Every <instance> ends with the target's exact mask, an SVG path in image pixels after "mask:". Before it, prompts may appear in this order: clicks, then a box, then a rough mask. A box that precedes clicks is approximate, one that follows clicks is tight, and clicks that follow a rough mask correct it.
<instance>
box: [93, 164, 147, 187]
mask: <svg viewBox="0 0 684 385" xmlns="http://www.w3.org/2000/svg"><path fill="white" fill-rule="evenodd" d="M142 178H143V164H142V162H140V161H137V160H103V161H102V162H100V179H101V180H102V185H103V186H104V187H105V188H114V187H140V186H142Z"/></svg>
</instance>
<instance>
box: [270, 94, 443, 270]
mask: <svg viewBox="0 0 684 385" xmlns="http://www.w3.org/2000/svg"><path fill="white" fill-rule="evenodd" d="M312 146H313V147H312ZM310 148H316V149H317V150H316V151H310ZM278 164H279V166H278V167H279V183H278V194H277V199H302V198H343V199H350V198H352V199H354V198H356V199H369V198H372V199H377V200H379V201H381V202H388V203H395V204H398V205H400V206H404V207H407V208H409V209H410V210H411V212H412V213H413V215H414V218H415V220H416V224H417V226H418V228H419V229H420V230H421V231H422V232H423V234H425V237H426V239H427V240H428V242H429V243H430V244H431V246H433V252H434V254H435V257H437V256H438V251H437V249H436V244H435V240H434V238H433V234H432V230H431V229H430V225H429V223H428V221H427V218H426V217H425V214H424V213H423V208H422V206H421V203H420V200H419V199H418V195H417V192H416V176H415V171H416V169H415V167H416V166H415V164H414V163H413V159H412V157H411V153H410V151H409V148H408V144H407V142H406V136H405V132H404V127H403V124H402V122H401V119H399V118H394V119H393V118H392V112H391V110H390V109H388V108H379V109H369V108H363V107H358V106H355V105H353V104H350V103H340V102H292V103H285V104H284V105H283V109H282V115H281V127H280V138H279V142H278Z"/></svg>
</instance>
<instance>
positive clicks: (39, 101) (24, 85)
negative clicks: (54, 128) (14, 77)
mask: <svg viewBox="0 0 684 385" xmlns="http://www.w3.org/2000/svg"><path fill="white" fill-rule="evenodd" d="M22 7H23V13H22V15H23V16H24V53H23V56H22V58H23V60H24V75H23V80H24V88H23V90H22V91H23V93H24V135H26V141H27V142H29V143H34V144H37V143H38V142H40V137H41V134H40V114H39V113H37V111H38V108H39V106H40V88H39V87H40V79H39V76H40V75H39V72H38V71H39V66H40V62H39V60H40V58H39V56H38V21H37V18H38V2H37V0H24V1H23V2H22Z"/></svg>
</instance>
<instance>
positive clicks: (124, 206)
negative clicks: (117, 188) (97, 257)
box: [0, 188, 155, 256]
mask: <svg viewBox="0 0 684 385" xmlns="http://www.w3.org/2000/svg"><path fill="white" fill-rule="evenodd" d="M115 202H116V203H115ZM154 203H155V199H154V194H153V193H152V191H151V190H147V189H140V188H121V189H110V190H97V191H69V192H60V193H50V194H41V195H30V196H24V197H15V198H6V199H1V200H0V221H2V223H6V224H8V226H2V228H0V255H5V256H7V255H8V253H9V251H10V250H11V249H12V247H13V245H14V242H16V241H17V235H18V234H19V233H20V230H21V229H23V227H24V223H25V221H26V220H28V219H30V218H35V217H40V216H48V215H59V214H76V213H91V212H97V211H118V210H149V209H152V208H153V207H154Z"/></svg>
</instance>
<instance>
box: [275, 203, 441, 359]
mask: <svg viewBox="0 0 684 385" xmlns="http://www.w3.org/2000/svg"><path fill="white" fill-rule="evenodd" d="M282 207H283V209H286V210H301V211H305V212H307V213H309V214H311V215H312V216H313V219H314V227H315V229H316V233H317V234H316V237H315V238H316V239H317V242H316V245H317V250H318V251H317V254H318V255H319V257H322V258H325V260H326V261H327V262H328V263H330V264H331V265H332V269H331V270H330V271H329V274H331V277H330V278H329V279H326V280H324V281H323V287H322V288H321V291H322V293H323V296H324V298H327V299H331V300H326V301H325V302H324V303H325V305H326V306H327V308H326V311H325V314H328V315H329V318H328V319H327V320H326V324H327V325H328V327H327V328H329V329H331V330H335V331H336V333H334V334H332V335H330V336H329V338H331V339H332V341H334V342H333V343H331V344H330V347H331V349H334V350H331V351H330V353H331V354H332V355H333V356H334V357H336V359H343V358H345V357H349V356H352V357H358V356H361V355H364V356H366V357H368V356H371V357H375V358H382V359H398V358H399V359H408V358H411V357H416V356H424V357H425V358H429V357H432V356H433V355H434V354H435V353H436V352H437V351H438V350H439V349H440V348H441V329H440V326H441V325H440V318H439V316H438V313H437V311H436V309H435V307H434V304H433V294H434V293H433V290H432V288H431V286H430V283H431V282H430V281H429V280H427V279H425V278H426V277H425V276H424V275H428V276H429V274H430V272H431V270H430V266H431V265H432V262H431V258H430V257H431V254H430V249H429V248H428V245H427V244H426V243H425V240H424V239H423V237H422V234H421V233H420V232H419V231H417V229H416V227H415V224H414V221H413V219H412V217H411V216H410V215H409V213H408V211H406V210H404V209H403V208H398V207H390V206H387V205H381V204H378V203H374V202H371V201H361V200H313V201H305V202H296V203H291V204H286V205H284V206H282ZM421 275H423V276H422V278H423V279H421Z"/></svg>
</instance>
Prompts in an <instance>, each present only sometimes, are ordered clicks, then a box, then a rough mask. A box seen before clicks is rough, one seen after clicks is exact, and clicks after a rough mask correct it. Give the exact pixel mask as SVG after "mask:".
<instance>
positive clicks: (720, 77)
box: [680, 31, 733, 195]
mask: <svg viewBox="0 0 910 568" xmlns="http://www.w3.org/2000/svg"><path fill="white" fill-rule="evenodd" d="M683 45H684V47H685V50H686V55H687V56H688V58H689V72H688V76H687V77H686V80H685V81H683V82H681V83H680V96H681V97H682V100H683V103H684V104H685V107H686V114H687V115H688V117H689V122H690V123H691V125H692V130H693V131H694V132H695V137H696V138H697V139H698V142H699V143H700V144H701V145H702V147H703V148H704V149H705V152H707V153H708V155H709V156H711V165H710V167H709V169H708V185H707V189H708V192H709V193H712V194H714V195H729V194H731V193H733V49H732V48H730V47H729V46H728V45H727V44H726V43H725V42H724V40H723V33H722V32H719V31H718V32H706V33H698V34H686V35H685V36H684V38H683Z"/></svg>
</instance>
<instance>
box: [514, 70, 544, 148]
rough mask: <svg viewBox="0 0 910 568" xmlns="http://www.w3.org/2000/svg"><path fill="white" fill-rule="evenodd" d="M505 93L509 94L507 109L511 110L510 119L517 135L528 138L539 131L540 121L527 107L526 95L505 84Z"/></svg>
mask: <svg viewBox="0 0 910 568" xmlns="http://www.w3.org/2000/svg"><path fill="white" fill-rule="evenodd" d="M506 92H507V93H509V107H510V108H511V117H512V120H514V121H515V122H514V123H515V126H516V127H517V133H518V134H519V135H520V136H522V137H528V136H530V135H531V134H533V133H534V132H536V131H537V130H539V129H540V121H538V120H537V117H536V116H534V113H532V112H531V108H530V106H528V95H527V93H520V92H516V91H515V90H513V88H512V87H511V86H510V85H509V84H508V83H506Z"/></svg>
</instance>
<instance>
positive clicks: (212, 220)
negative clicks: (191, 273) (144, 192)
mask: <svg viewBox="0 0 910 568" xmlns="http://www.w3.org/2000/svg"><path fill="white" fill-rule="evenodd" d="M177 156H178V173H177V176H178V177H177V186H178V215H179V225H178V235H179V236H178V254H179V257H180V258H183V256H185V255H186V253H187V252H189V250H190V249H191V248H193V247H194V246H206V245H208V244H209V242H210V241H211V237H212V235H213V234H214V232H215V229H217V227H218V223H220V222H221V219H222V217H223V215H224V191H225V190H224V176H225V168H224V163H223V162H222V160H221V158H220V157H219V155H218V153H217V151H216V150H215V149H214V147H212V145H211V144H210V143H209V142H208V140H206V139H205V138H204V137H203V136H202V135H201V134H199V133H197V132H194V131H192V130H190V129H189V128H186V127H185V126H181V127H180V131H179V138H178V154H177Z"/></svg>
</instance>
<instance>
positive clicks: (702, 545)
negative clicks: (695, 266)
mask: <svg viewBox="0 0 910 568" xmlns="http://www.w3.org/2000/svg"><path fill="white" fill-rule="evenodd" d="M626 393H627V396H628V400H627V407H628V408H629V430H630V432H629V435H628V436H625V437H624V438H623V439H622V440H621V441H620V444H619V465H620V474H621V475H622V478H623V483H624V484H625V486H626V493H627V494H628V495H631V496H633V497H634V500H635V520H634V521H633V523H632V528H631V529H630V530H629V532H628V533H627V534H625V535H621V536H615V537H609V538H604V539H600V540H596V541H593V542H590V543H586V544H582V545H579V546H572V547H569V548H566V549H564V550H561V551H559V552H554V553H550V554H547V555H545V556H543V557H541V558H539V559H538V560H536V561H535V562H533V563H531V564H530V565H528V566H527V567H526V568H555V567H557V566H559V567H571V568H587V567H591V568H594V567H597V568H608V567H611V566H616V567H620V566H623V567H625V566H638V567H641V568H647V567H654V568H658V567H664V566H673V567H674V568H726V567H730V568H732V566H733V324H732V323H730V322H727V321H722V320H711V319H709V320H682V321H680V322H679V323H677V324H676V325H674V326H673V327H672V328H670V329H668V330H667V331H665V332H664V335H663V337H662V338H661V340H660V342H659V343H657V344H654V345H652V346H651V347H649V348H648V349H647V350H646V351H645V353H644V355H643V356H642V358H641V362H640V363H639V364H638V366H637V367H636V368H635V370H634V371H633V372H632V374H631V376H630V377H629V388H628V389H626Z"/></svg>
##############################
:: Task instructions ::
How many lines in the listing above contain the string "then"? Reply with the number only.

:: Result for this exercise ::
2